Items listed in a dataset:
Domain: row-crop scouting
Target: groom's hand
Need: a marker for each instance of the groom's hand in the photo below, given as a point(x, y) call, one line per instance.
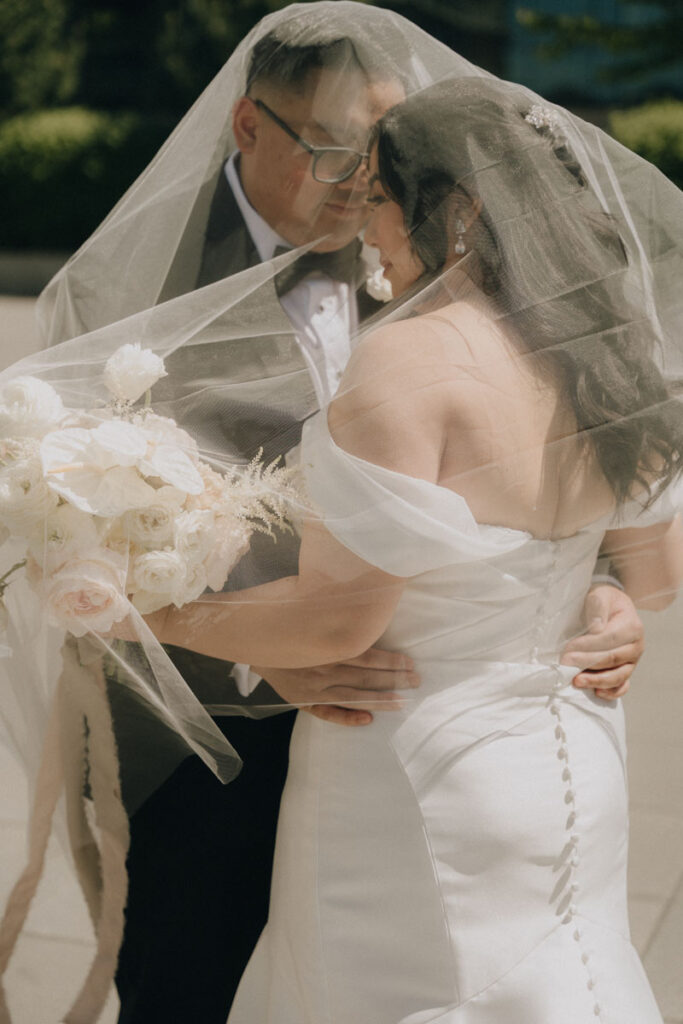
point(609, 650)
point(347, 692)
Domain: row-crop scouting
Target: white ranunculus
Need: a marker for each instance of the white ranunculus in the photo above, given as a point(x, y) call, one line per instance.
point(25, 497)
point(87, 593)
point(131, 371)
point(153, 525)
point(378, 287)
point(231, 543)
point(29, 408)
point(195, 535)
point(60, 536)
point(159, 571)
point(173, 466)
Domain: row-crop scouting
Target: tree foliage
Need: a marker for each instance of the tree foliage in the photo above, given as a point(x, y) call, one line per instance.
point(126, 54)
point(651, 44)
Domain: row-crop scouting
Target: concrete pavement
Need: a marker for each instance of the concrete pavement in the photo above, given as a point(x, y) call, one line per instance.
point(54, 954)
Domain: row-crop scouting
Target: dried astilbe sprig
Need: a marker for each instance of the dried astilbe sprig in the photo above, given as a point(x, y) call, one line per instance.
point(264, 495)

▶ [Task directions]: What is needed is an exact reproduction of the data, pictures excluded.

▶ [Task result]:
Domain: row-crop scouting
Target: groom's hand
Need: a marker for each instance of the groom's hand in the photo below, given as a point(x, y) call, one line per instance.
point(609, 650)
point(347, 692)
Domain: row-crop scouting
Target: white ranunculus
Need: a marker for each instance of the white ranunculus in the photo above, given as a point(x, y) call, one line per instance.
point(25, 497)
point(87, 593)
point(131, 371)
point(153, 525)
point(378, 287)
point(231, 543)
point(29, 408)
point(195, 535)
point(60, 536)
point(159, 571)
point(173, 466)
Domain: row-crop scouting
Target: tree foliage
Need: a marker for each instance of the tree foliage in the photo above, given as a point(x, y) call, one line per instance.
point(126, 54)
point(651, 44)
Domain: row-crop scouting
Target: concrete pavement
Need: a marker for each instance of the concrete pavement in the photo above, given as a point(x, y) call, one line per instance.
point(54, 954)
Domain: row-crop scouting
Target: dried astilbe sprig
Need: a marker for each instance of the dried astilbe sprig in the photo above, given as a point(x, y) call, one line per instance.
point(264, 495)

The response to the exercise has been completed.